Request:
Find each line in the rows below that contains the string "item", and copy those lines out unchanged.

Information given:
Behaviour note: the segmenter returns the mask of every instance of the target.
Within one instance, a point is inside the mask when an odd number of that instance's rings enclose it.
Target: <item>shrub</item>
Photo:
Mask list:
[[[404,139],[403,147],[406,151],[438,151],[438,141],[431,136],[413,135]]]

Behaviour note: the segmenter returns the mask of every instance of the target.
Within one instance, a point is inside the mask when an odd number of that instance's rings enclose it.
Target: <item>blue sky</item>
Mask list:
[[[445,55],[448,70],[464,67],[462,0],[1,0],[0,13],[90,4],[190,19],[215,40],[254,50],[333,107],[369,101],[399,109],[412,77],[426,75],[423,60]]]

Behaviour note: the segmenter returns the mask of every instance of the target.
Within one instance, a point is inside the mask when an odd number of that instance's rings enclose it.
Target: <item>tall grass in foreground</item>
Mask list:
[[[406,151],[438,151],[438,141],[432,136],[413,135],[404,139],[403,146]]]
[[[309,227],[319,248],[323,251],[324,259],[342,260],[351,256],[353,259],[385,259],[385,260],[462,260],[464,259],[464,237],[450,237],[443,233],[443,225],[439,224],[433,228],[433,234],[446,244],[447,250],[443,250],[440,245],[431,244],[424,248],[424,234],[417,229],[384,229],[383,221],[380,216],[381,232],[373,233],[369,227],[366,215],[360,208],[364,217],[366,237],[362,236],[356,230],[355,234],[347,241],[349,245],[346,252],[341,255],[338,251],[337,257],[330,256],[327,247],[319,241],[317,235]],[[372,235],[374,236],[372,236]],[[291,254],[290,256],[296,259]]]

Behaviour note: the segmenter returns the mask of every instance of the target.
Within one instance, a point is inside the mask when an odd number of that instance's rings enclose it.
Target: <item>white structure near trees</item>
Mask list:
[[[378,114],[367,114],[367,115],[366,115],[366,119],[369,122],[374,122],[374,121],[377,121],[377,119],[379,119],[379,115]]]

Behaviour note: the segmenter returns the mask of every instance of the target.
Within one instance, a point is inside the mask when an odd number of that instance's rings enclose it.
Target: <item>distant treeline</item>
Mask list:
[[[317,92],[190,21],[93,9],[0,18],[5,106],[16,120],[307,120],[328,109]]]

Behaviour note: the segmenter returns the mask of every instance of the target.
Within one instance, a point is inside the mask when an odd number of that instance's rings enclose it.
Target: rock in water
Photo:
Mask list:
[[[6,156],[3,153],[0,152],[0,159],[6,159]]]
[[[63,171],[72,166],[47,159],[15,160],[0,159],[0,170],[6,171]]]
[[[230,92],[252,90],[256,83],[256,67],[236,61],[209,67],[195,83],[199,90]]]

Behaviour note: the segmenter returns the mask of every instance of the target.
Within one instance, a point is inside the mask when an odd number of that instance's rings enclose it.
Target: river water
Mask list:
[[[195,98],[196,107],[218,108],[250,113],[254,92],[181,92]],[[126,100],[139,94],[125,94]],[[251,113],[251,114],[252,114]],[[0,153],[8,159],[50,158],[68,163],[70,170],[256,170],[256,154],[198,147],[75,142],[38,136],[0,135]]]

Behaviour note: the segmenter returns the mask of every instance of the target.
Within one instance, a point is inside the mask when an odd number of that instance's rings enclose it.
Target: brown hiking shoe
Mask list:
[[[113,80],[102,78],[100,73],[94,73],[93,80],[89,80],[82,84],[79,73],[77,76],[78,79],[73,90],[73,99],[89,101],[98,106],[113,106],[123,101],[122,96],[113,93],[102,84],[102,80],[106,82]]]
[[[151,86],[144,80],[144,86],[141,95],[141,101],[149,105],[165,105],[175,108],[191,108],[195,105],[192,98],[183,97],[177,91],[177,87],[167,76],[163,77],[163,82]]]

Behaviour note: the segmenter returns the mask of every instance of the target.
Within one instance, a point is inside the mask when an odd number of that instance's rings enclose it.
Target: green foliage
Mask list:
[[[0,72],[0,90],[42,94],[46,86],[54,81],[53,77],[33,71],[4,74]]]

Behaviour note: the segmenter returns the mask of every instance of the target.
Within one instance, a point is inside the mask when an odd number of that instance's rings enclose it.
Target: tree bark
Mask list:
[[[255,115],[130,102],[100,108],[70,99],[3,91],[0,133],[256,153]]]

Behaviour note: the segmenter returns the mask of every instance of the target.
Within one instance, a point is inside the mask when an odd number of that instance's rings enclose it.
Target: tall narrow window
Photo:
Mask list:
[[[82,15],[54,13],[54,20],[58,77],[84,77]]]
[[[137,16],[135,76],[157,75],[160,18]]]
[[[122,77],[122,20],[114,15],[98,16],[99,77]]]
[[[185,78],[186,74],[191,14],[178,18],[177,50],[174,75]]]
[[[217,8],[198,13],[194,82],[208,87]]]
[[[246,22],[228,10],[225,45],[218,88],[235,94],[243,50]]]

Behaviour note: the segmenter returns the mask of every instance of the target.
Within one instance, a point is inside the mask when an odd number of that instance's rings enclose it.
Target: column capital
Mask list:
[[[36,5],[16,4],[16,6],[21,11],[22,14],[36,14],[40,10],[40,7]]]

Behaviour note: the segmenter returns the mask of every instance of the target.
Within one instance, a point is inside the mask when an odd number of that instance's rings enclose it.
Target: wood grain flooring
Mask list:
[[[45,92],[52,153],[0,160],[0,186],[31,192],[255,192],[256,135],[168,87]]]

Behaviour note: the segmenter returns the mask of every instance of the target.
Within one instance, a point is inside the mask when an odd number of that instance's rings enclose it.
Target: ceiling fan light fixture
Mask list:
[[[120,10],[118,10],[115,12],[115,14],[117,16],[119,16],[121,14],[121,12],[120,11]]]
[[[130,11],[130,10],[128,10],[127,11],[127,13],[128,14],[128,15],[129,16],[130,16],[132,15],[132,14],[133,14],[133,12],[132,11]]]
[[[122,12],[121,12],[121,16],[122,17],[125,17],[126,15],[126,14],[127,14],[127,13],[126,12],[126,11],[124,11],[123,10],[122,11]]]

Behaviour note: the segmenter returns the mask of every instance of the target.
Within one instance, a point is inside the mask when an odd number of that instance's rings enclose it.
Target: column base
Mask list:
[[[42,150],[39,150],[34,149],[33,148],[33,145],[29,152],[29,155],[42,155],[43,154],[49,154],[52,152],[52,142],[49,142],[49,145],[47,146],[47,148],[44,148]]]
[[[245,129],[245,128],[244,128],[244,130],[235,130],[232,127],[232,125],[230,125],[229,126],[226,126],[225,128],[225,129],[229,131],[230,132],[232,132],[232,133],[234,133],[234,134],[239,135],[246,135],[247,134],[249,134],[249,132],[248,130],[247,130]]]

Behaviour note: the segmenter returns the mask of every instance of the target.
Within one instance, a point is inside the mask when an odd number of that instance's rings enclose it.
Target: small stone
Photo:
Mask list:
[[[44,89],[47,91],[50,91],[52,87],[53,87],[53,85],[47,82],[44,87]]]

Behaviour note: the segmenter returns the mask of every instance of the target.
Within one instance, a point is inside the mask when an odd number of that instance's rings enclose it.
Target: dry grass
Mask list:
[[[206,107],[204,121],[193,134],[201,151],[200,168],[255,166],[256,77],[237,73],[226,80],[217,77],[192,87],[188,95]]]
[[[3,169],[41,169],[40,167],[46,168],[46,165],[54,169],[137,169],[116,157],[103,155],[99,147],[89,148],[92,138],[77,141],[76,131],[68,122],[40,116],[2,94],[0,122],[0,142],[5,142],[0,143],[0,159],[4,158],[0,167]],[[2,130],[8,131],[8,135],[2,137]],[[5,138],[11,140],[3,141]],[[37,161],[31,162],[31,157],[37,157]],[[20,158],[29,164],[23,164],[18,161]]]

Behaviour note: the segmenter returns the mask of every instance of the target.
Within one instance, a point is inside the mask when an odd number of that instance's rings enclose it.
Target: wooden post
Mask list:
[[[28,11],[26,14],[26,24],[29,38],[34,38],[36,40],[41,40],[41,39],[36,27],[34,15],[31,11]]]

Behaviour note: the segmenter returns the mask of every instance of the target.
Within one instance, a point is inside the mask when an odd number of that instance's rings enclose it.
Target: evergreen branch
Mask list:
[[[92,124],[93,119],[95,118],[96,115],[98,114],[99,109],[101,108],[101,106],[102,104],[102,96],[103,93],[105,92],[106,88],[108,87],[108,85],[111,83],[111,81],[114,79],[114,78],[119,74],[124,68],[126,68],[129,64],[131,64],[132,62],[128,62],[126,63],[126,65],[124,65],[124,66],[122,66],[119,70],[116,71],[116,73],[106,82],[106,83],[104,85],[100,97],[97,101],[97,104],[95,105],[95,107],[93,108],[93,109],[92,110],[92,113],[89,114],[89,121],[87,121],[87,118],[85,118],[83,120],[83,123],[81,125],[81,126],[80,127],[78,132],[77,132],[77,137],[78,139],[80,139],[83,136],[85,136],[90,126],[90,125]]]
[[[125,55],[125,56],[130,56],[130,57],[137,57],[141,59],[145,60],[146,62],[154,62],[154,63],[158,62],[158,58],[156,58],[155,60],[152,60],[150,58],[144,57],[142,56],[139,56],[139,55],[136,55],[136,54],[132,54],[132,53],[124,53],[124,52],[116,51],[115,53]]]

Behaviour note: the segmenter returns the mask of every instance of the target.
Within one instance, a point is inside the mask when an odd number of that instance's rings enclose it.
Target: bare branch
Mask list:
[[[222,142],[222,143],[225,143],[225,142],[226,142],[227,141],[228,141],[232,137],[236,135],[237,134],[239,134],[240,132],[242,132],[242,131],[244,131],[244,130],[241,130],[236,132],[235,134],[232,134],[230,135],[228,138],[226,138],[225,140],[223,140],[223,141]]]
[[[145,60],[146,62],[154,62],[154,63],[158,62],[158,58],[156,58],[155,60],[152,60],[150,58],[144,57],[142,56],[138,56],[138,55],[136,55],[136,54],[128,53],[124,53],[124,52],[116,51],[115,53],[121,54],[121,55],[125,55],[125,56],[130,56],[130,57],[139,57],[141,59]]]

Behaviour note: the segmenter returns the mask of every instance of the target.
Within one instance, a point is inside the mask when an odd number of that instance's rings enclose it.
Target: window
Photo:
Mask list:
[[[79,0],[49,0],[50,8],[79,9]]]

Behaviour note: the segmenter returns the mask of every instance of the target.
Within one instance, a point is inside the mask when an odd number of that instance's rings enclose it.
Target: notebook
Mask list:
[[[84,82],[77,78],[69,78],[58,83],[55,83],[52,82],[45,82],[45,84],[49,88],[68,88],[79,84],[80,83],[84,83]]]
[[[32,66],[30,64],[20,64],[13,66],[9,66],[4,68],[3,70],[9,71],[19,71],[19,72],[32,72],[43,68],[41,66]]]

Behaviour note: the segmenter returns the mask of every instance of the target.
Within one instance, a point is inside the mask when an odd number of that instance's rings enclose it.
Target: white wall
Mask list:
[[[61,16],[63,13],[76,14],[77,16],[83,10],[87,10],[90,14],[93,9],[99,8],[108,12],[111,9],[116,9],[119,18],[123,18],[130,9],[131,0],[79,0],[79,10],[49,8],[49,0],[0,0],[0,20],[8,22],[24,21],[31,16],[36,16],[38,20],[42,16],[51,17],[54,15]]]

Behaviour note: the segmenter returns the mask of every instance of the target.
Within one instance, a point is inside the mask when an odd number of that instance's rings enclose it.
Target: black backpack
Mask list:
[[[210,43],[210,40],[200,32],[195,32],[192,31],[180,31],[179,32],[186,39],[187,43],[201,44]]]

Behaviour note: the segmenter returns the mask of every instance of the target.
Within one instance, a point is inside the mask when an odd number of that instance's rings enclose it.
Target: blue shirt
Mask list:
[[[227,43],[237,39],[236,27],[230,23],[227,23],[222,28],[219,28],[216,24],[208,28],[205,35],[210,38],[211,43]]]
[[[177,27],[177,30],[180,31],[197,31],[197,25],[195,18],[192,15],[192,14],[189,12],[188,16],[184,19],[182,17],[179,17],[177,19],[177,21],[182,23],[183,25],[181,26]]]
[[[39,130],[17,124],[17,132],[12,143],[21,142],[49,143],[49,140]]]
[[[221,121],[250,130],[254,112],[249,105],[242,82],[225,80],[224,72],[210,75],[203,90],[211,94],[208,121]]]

Solution to this problem:
Target: <item>shrub</item>
Target: <item>blue sky</item>
Target: <item>tall grass in foreground</item>
Target: <item>white structure near trees</item>
Target: <item>distant treeline</item>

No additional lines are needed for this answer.